> _PROVIDED ENTRIES_
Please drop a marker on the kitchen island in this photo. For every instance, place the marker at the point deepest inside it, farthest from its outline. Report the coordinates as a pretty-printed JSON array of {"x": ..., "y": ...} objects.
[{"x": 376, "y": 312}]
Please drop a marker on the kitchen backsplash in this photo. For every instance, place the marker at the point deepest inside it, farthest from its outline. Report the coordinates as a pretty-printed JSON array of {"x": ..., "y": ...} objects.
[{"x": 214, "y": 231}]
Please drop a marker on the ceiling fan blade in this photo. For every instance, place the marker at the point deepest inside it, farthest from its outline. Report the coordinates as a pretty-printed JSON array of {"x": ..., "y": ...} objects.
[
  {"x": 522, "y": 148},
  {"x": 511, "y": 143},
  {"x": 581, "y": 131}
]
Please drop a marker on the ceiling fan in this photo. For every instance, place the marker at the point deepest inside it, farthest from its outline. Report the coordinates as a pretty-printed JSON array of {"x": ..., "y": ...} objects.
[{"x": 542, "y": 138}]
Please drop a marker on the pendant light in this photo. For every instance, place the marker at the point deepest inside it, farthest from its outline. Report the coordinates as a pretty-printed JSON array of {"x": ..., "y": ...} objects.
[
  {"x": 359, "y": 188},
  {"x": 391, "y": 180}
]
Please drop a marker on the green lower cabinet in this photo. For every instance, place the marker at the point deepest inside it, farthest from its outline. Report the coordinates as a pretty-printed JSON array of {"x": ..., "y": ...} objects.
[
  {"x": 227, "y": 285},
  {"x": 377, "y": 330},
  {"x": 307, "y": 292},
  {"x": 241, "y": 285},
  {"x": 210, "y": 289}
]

> _GOAL_
Render the records above as a Markdown table with the columns "Row" and "Line", one numbered row per line, leaving out blank lines.

> _WRITTEN RESPONSE_
| Row | Line |
|---|---|
| 1 | Please drop a marker on the kitchen island in this photo. For every instance, place the marker at the point deepest inside it, farthest from its outline. Report the coordinates as a pretty-printed JSON array of {"x": ..., "y": ...} objects. |
| 2 | [{"x": 376, "y": 312}] |
| 3 | Please drop a marker on the kitchen backsplash in this photo. For every instance, place the marker at the point deepest inside it, farthest from its outline. Report the coordinates as a pretty-printed JSON array of {"x": ..., "y": ...} objects. |
| 4 | [{"x": 214, "y": 231}] |
| 5 | Please drop a marker on the ceiling fan blade in this photo. For every instance, place the marker at the point deepest inside it, farthest from its outline. Report the coordinates as a pretty-printed JSON array of {"x": ..., "y": ...} objects. |
| 6 | [ |
| 7 |   {"x": 522, "y": 148}, |
| 8 |   {"x": 511, "y": 143}, |
| 9 |   {"x": 581, "y": 131} |
| 10 | ] |
| 11 | Please drop a marker on the ceiling fan in this photo. For every instance, place the marker at the point deepest inside it, farthest from its outline. Report the coordinates as a pretty-printed JSON array of {"x": ..., "y": ...} objects. |
| 12 | [{"x": 542, "y": 138}] |
| 13 | Please drop a marker on the pendant light in this photo. For every instance, place the marker at the point deepest inside it, farthest from its outline. Report the coordinates as a pretty-printed JSON array of {"x": ..., "y": ...} objects. |
| 14 | [ |
| 15 |   {"x": 359, "y": 188}, |
| 16 |   {"x": 391, "y": 180} |
| 17 | ] |
| 18 | Please drop a marker on the green lower cabinet in this photo. For every instance, place the marker at the point deepest inside it, farthest from its outline. Report the coordinates as a pretty-printed JSON array of {"x": ..., "y": ...} objects. |
| 19 | [ |
| 20 |   {"x": 227, "y": 285}, |
| 21 |   {"x": 377, "y": 330}, |
| 22 |   {"x": 307, "y": 292}, |
| 23 |   {"x": 241, "y": 285}, |
| 24 |   {"x": 210, "y": 289} |
| 25 | ] |